■ **Problems**:
a) In the article on the Kinahan-Hutch feud, where is the leadership of the Kinahan gang said to be based?
b) Transcribe the Kinahan-Hutch feud article between "For a decade" and "the Middle East.", inclusive.

■ **Quoted text**:
## start

Some of those involved in the Kinahan-Hutch feud have been removed from the streets by the Garda. In prison they await trial for serious feud-related crimes, up to and including murder.

But one worrying feature of the Kinahan-Hutch conflict is the global edge to it and the conspicuous wealth of the Kinahan gang.

This is not a feud in any sense of the word. It is a wipeout of north Dublin criminals and their associates by the most powerful and wealthiest gang Irish organised crime has produced.

Derek Coakley-Hutch (27), shot dead near Cloverhill Prison in west Dublin on Saturday, was the fourth member of his family gunned down by the Kinahan gang in less than 2½ years.

But to date none of the Kinahan family has been murdered.

Assassins

Of the 14 murders to date, all but two have been carried out by Kinahan assassins.

The violence in Limerick was defined by the McCarthy-Dundon gang taking on the Keane-Collopy faction.

In the beginning control for the drugs trade in Limerick was a motivation. But that was soon forgotten when hatred displaced nefarious commercial considerations.

The Crumlin-Drimnagh feud was marked by a group of drug-dealing teenagers falling out in 2000 over the seizure by gardaí of a cocaine consignment.

For a decade they plotted and schemed, gunning each other down when the opportunity presented.

However, in Crumlin, Drimnagh and Limerick, all of the key players lived in the State. And while leading drug dealers in their own localities, their financial positions were relatively modest.

When the Garda deployed a properly resourced investigation, their criminal enterprises collapsed.

In contrast, the leadership of the Kinahan gang is based offshore; for many years in southern Spain and more recently in the Middle East.

It is the key wholesaler in the supply of narcotics into the Irish market. But it also conducts significant drug deals in continental Europe and further afield.

More powerful

It has an outfit in Dublin, running its drug-dealing and debt collection, that is more powerful than any of the feuding gangs in Crumlin, Drimnagh or Limerick.

They are backed by the international leadership of the Kinahan empire. And they have vast funds to pay the gunmen willing to kill the Hutch family and their associates for a fee.

The same money also pays for the intelligence, such as the precise detail on Coakley-Hutch’s movements on Saturday, that makes the killings possible, and the weapons, bullets, getaway cars and drivers needed for gun murders.

Kinahan cash is effectively bankrolling its Dublin unit to wipe out the Hutch family. And it is difficult to see an end to the violence unless the Kinahans and their Dublin-based crew are put out of business.

That day seems inevitable. Less clear is whether the end for them will come in a prison cell or down the barrel of rival’s gun.

But as Crumlin-Drimnagh and Limerick demonstrate, the end may come only after a decade-long cycle of violence.

## end

Stored data entries:
## start

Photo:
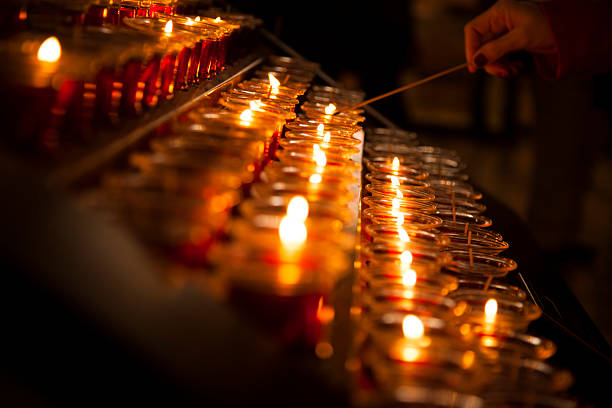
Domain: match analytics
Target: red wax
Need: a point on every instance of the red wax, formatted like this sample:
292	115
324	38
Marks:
166	88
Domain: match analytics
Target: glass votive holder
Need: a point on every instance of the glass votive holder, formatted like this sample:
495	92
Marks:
220	186
278	100
446	203
308	147
291	62
503	344
380	277
460	189
421	303
480	244
334	139
401	192
398	362
527	399
182	227
398	233
495	311
277	171
387	137
306	125
411	219
334	93
295	89
373	253
307	158
461	218
389	179
473	264
194	165
399	207
310	191
240	103
406	171
495	287
321	228
465	229
526	376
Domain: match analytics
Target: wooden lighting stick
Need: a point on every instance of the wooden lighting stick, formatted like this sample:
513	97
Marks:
403	88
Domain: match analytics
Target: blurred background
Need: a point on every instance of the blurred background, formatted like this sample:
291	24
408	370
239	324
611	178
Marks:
541	148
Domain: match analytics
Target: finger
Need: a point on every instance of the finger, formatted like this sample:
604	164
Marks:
494	50
482	29
498	69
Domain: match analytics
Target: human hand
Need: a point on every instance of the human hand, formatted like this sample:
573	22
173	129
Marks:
506	27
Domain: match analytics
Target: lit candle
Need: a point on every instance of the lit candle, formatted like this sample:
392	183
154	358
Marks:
50	50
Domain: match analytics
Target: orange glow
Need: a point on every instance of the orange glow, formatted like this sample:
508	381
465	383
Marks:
292	232
246	117
395	165
50	50
255	105
403	235
409	354
412	327
327	137
319	156
289	274
274	83
315	178
406	258
320	129
409	277
490	311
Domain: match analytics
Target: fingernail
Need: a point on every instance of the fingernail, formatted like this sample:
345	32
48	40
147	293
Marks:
480	60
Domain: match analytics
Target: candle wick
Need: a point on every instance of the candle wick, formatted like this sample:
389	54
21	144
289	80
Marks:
488	283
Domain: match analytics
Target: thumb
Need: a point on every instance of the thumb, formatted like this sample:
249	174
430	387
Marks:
495	49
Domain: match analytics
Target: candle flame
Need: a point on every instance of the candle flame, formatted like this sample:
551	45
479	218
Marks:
412	327
315	178
320	129
490	310
50	50
395	165
256	105
403	235
274	83
409	277
406	258
327	137
292	231
330	109
298	208
246	115
319	156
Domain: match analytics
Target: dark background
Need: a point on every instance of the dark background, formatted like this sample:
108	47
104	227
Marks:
542	148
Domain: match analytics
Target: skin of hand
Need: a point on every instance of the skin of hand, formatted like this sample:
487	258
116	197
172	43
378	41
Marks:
508	26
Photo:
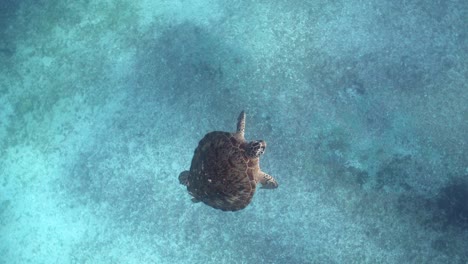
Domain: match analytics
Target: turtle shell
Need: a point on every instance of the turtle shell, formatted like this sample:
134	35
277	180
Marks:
221	175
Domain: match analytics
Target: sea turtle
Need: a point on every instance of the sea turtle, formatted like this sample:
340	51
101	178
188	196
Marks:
225	169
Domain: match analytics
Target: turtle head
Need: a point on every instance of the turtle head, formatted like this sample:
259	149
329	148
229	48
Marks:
255	148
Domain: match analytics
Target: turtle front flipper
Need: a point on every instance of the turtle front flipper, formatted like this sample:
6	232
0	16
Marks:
267	181
241	124
183	177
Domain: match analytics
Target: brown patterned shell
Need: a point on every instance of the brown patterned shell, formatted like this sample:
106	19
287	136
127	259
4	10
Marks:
221	175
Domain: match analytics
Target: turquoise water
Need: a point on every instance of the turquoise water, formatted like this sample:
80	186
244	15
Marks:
364	106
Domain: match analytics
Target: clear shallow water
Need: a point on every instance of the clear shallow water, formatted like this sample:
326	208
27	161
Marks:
363	106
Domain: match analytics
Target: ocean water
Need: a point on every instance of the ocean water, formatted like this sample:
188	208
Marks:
364	105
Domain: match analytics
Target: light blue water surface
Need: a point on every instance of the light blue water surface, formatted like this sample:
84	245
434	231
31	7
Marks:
364	105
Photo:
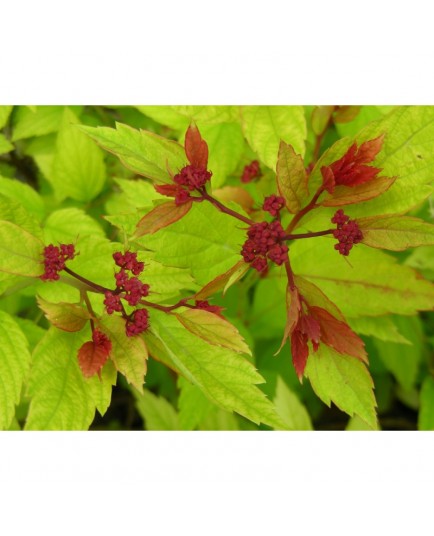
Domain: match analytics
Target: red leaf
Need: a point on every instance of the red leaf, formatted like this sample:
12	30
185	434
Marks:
351	170
161	216
293	308
300	352
344	195
339	335
93	354
328	179
169	190
196	148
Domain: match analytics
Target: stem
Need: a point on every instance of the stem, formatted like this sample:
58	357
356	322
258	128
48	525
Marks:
310	206
318	142
166	308
290	274
95	286
89	308
226	210
307	235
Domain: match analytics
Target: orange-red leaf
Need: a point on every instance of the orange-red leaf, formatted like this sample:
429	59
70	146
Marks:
352	169
299	351
338	334
161	216
293	307
196	149
93	354
345	195
223	281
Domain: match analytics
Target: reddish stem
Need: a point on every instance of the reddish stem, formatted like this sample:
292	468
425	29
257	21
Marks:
226	210
95	286
307	235
310	206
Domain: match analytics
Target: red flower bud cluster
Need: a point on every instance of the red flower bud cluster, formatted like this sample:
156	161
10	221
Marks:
205	305
131	289
190	178
273	204
54	260
138	322
251	171
347	233
265	242
129	261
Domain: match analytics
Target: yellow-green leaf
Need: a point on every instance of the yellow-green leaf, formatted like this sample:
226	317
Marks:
343	380
265	126
143	152
20	251
66	316
129	354
291	177
213	329
14	367
396	233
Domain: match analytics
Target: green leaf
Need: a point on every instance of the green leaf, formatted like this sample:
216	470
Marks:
219	420
20	251
101	389
213	329
61	398
225	144
95	261
24	194
143	152
426	411
179	117
5	112
161	216
343	380
157	412
5	145
291	177
396	233
265	126
290	409
192	404
166	282
374	281
78	165
129	354
225	377
403	360
406	152
69	225
185	245
381	327
42	120
223	281
13	211
356	424
66	316
14	367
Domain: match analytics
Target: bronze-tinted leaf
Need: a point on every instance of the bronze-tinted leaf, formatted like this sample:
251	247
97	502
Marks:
67	316
161	216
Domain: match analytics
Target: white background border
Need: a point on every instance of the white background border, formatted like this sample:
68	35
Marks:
330	52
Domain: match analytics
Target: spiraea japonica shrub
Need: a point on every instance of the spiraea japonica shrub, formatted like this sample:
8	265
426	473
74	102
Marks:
263	262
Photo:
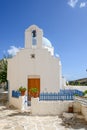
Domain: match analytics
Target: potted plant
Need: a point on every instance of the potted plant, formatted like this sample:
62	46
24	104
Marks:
34	92
22	90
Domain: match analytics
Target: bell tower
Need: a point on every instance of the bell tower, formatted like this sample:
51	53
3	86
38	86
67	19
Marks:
33	37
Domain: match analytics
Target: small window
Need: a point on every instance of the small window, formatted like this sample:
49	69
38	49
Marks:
33	56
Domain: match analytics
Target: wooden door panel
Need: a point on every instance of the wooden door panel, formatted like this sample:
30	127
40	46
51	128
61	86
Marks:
33	83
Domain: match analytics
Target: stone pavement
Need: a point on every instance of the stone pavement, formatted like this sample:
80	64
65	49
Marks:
12	119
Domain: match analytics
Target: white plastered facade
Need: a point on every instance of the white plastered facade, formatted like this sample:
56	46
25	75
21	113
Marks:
43	64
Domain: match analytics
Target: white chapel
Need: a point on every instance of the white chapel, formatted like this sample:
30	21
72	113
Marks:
35	65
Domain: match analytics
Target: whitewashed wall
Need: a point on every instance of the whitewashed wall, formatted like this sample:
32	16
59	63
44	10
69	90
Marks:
84	111
81	88
18	102
52	107
45	65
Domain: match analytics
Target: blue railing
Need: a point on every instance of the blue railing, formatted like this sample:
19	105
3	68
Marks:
15	94
62	95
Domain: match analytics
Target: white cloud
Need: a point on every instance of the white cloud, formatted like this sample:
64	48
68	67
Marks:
72	3
13	50
83	4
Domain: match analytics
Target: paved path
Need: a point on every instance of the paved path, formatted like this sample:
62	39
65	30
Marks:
12	119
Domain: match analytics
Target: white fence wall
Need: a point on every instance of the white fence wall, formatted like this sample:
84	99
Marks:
52	107
18	102
81	88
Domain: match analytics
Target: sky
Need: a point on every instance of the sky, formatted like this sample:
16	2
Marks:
64	23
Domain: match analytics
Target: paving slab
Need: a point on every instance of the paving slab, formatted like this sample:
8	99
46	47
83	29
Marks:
13	119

## end

■ **Answers**:
a) Offshore: for many years in southern Spain and more recently in the Middle East.

b)
For a decade they plotted and schemed, gunning each other down when the opportunity presented.

However, in Crumlin, Drimnagh and Limerick, all of the key players lived in the State. And while leading drug dealers in their own localities, their financial positions were relatively modest.

When the Garda deployed a properly resourced investigation, their criminal enterprises collapsed.

In contrast, the leadership of the Kinahan gang is based offshore; for many years in southern Spain and more recently in the Middle East.